● **DATA FOR THIS TASK**
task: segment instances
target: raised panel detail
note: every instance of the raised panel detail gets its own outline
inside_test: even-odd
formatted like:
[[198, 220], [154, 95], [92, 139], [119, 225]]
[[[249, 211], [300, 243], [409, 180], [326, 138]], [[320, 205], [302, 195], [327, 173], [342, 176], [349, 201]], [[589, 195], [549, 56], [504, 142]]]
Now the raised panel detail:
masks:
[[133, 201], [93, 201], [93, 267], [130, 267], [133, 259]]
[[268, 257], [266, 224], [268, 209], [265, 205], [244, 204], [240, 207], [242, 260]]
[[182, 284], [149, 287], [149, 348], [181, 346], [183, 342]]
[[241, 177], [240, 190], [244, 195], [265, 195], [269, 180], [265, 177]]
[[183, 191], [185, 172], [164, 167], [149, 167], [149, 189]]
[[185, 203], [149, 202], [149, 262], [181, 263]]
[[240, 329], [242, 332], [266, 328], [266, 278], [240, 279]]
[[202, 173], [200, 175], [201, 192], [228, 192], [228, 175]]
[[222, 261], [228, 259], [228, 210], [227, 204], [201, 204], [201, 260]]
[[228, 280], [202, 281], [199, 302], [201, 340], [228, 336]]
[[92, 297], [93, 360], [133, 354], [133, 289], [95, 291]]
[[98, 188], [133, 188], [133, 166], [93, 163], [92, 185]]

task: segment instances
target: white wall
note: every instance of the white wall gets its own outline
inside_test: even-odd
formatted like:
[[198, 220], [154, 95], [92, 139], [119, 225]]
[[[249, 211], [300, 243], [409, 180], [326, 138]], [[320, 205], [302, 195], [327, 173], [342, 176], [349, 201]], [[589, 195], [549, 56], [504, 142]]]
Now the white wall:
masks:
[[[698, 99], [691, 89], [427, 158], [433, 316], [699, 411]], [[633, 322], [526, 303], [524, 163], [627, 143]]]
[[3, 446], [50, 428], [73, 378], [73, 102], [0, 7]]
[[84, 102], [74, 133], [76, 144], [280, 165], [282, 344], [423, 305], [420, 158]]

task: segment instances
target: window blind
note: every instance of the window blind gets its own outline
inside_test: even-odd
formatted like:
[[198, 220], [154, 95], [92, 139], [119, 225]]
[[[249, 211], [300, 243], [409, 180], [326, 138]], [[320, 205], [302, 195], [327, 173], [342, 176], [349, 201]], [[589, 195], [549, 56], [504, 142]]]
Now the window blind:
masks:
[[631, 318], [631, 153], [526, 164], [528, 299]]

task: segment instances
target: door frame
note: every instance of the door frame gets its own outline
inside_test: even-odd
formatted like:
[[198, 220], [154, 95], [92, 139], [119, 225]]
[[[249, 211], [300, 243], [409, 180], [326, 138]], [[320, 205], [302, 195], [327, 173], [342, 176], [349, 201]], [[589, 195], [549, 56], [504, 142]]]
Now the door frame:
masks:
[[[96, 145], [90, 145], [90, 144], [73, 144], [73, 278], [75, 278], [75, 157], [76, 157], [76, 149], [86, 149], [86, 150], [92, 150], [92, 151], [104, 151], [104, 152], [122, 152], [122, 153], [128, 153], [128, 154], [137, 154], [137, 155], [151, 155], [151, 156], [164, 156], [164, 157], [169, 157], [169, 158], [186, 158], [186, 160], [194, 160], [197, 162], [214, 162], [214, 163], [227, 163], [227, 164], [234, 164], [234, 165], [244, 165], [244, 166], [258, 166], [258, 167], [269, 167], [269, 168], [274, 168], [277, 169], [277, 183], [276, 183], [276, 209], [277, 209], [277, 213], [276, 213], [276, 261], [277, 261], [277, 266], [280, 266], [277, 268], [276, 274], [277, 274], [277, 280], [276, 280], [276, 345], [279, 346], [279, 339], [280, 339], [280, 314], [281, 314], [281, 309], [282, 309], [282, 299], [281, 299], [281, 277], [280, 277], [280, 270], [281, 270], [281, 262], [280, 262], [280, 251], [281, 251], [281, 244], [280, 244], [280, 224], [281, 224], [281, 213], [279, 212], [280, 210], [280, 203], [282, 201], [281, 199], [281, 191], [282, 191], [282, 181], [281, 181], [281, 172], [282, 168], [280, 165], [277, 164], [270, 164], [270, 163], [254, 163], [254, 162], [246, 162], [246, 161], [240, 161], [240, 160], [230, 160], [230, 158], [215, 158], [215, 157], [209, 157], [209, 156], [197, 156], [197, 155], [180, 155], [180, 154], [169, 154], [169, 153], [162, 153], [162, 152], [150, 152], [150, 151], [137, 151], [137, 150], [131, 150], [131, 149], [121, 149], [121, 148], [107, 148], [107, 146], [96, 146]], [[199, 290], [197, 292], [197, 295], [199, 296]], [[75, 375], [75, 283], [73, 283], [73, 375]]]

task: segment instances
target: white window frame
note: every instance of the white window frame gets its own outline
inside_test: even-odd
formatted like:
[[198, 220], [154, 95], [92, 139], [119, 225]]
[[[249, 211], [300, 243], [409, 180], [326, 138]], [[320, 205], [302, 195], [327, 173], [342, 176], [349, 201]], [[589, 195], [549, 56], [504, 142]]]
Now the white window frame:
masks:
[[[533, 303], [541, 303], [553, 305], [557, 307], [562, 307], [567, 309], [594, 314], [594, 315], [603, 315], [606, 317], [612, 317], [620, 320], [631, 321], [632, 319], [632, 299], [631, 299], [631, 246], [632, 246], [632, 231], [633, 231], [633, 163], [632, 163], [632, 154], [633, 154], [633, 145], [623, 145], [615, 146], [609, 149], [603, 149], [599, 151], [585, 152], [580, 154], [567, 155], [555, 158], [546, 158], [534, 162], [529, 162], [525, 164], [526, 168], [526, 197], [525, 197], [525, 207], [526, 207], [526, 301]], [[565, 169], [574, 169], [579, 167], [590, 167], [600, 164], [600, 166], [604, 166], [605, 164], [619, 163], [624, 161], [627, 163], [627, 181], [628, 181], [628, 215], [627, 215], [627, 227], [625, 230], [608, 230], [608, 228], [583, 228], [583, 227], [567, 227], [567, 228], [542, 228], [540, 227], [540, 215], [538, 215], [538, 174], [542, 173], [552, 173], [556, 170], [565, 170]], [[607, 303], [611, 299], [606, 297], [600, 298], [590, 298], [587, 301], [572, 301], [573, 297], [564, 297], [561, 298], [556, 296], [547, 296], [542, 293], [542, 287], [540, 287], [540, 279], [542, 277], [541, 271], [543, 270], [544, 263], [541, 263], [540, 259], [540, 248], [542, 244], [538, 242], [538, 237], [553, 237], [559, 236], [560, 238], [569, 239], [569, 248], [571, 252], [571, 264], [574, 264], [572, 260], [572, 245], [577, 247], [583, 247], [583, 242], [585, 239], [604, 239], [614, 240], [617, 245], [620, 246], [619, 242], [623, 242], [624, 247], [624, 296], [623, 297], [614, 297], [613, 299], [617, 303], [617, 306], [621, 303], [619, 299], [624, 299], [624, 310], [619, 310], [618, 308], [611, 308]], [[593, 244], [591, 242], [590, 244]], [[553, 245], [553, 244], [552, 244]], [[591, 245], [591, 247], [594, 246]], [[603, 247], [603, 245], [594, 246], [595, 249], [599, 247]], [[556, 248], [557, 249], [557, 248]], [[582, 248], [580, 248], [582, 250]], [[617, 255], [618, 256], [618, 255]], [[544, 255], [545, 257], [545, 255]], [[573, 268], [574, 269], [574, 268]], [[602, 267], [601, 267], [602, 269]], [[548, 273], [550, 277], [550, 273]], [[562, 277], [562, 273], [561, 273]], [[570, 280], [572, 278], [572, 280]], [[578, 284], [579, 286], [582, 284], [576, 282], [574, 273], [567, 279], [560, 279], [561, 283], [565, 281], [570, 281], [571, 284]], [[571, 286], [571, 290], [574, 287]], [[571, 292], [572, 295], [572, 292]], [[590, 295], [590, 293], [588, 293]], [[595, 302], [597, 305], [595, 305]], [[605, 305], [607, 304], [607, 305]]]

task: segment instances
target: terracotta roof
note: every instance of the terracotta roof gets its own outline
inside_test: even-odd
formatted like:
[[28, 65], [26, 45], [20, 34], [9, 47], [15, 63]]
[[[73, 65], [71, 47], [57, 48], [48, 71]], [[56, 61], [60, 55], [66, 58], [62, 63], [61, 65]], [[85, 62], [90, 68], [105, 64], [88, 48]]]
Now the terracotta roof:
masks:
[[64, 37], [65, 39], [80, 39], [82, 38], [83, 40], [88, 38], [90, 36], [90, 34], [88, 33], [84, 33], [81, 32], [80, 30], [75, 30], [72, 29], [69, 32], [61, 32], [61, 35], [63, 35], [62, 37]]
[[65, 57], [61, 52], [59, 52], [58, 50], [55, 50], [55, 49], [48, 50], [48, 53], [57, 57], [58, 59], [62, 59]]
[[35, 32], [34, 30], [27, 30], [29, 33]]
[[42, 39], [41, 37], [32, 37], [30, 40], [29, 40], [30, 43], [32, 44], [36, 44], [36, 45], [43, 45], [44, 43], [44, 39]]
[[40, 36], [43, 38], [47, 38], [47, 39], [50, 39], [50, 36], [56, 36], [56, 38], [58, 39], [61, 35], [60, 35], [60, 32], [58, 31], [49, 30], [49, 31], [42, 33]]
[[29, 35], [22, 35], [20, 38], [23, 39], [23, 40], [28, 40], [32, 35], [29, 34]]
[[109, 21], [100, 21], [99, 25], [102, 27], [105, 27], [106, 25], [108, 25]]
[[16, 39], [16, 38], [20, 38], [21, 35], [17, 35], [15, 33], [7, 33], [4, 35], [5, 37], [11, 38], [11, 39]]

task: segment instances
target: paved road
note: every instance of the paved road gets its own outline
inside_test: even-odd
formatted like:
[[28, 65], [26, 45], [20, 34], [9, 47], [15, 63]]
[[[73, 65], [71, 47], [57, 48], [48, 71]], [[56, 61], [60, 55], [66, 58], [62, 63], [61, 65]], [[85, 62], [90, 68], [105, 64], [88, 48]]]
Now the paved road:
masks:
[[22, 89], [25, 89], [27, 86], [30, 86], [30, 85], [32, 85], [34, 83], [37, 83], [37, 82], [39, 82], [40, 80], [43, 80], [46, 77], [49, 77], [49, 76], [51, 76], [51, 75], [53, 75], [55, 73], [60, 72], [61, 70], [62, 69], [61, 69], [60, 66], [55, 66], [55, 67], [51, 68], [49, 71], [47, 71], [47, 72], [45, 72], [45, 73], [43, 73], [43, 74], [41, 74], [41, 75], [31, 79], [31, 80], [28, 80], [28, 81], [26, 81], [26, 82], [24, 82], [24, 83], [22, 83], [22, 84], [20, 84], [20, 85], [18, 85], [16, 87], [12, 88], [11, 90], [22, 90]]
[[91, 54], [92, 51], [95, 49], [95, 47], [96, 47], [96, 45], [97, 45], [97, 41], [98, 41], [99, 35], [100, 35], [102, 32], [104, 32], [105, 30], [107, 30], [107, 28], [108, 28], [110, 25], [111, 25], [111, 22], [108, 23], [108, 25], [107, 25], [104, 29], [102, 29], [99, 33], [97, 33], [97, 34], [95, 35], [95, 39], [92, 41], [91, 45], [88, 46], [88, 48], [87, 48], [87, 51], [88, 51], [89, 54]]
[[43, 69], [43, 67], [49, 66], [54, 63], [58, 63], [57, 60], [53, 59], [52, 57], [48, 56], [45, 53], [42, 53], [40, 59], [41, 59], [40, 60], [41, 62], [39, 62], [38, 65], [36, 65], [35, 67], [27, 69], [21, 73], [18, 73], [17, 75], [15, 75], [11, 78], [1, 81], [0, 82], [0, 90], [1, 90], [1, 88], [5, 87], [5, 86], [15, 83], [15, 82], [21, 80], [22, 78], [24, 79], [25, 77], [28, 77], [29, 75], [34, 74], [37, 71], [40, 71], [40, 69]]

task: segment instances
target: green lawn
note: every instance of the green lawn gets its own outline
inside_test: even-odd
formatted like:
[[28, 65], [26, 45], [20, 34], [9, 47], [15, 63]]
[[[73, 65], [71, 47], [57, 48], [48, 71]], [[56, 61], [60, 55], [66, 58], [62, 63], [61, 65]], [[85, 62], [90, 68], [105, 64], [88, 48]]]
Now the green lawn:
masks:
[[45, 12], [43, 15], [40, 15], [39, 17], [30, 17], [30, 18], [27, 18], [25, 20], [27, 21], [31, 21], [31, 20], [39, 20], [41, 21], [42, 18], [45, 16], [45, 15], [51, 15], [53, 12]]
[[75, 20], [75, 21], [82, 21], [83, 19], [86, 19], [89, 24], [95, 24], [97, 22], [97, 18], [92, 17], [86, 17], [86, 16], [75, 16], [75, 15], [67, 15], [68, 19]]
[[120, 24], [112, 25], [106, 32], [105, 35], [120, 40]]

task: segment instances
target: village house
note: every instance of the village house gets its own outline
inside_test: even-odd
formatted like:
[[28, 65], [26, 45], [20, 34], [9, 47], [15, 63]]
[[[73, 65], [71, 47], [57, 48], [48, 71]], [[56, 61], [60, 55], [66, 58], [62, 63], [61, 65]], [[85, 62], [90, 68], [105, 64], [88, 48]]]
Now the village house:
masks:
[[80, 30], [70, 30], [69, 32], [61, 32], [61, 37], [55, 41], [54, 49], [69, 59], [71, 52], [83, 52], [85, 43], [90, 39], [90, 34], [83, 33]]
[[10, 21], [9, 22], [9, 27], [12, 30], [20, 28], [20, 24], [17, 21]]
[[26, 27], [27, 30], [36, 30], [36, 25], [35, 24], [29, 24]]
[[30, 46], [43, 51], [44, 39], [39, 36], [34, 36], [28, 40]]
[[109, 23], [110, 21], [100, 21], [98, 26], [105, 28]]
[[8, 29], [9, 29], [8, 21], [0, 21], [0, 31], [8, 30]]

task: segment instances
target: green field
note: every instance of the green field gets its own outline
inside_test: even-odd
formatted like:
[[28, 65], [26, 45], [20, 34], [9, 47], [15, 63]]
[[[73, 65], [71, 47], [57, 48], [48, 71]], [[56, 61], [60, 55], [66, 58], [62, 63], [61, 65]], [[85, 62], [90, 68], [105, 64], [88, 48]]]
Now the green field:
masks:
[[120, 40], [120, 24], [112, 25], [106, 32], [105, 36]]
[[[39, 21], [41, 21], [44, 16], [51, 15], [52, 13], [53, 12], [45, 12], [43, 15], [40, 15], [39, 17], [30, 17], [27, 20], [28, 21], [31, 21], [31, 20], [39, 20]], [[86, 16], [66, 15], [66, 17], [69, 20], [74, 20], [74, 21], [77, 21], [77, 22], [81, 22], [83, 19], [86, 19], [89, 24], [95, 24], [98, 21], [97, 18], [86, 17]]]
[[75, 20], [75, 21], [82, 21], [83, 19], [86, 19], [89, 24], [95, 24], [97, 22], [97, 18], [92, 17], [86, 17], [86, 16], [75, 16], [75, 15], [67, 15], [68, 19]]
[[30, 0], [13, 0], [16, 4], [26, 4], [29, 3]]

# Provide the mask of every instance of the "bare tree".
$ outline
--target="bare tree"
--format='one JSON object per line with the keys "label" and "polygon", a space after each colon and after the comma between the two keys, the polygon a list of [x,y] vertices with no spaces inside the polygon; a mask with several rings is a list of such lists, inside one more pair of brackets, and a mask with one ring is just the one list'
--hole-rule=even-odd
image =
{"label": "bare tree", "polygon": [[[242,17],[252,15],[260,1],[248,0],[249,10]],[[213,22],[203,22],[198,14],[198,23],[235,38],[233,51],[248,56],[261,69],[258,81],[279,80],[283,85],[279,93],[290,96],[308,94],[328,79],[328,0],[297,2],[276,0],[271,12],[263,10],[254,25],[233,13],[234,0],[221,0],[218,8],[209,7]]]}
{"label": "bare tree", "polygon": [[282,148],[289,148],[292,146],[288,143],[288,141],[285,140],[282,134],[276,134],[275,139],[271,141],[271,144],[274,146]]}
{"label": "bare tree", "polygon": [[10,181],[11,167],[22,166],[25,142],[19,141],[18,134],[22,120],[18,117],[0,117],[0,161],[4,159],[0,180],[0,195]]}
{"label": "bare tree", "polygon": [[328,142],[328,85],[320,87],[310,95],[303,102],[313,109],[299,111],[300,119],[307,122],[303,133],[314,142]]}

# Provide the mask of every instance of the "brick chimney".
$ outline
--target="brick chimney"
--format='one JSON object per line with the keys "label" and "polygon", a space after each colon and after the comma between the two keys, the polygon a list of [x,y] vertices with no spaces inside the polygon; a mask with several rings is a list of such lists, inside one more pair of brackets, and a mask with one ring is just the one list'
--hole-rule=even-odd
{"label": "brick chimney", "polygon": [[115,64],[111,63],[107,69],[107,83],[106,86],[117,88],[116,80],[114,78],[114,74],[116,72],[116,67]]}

● **SET PROBLEM**
Quote word for word every line from the very first one through the line that contains "[[202, 173], [200, 175], [201, 192], [228, 192], [228, 175]]", including both of those lines.

● **THE OUTPUT**
task: segment instances
target: raised panel detail
note: every instance of the raised panel detail gets its own outline
inside_test: even-odd
formatted like:
[[198, 220], [154, 95], [92, 139], [119, 225]]
[[[249, 211], [300, 243], [409, 180], [326, 138]], [[320, 205], [302, 195], [327, 173], [342, 176], [349, 201]], [[589, 195], [549, 56], [504, 142]]]
Now the raised panel detail:
masks:
[[133, 201], [93, 201], [93, 267], [130, 267], [133, 259]]
[[268, 257], [266, 224], [268, 209], [265, 205], [244, 204], [240, 207], [242, 260]]
[[182, 284], [149, 287], [149, 348], [181, 346], [183, 342]]
[[241, 177], [240, 190], [244, 195], [265, 195], [269, 180], [265, 177]]
[[183, 191], [185, 172], [164, 167], [149, 167], [149, 189]]
[[185, 203], [149, 202], [149, 262], [181, 263]]
[[240, 329], [242, 332], [266, 328], [266, 278], [240, 279]]
[[202, 173], [200, 175], [201, 192], [228, 192], [228, 175]]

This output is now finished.